__Краткое задание 1__
Где и когда прошла литературная конференция, о которой говорится в тексте об эссе «Двуязычное меньшинство»?
__Краткое задание 2__
Изложите в виде краткого списка абзац текста об эссе «Двуязычное меньшинство», начинающийся со слов «Речь шла о понимании литературы», сохранив его основные факты.
__Краткое задание 3__
Перепишите фрагмент текста об эссе «Двуязычное меньшинство» от слов "Оглядываясь назад, я" до слов "ваш покорный слуга." включительно, переименовав "Лиссабоне" в "Мадриде".

__Исходный текст__
╔══
Оглядываясь назад, я понимаю, почему так задело Салмана Рушди мое эссе «Двуязычное меньшинство». Эссе было написано мной по заказу Анн Гетти и лорда Вайденфельда — организаторов международной литературной конференции The Wheatland Foundation в мае 1988 года в Лиссабоне, где было более 70 участников из разных стран мира. Переведенное на все мыслимые языки, эссе должно было служить поводом для дискуссии в тот день, когда обсуждались современные проблемы русской литературы. Точнее, русско-советской литературы. И русской несоветской литературы. Не считая советской нерусской литературы. За столом на сцене делегаты и делились по этим категориям: как представители «русской советской» литературы — Лев Аннинский, Татьяна Толстая и Анатолий Ким; от советской нерусской литературы — Грант Матевосян; а от русской несоветской — Иосиф Бродский, Сергей Довлатов и ваш покорный слуга.
Речь шла о понимании литературы как некоего гибрида между интимностью личного общения и — общественной гласностью, площадной публичностью; между личным разговором и — языком толпы. Я говорил о том, что «писатель по природе своей есть двуязычное меньшинство в толпе единомышленников». Эта двуязычность может быть спровоцирована и идеологическим двурушничеством (в советском конфликте власти и интеллигенции), и религиозной расщепленностью в век атеизма, и (как, скажем, лично для меня) эмигрантской раздвоенностью. Это не значит, что писатель как личность, как гражданин не может исповедовать некую цельную и последовательную идеологию, даже стать партийным деятелем. Но эта партийность не всегда выражается однозначно. Аполитичность — это тоже политическая позиция. В связи с этим у меня и возник пассаж о Салмане Рушди.
╚══
__Фрагмент данных__
╔══
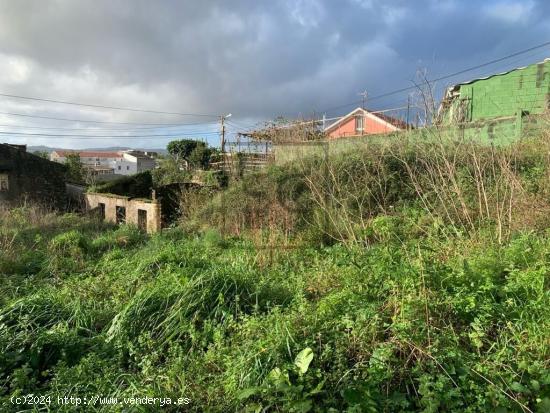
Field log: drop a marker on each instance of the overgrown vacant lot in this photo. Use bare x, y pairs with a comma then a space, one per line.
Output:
412, 310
╚══
__Полное решение 1__
В Лиссабоне, в мае 1988 года.

__Полное решение 2__
- Литература понималась как гибрид интимности личного общения и общественной гласности, площадной публичности, то есть личного разговора и языка толпы.
- Писатель по природе своей есть «двуязычное меньшинство в толпе единомышленников».
- Эта двуязычность может быть вызвана идеологическим двурушничеством, религиозной расщепленностью в век атеизма или эмигрантской раздвоенностью.
- Писатель может исповедовать цельную идеологию и даже стать партийным деятелем, но партийность не всегда выражается однозначно.
- Аполитичность тоже является политической позицией.
- В связи с этим возник пассаж о Салмане Рушди.

__Полное решение 3__
Оглядываясь назад, я понимаю, почему так задело Салмана Рушди мое эссе «Двуязычное меньшинство». Эссе было написано мной по заказу Анн Гетти и лорда Вайденфельда — организаторов международной литературной конференции The Wheatland Foundation в мае 1988 года в Мадриде, где было более 70 участников из разных стран мира. Переведенное на все мыслимые языки, эссе должно было служить поводом для дискуссии в тот день, когда обсуждались современные проблемы русской литературы. Точнее, русско-советской литературы. И русской несоветской литературы. Не считая советской нерусской литературы. За столом на сцене делегаты и делились по этим категориям: как представители «русской советской» литературы — Лев Аннинский, Татьяна Толстая и Анатолий Ким; от советской нерусской литературы — Грант Матевосян; а от русской несоветской — Иосиф Бродский, Сергей Довлатов и ваш покорный слуга.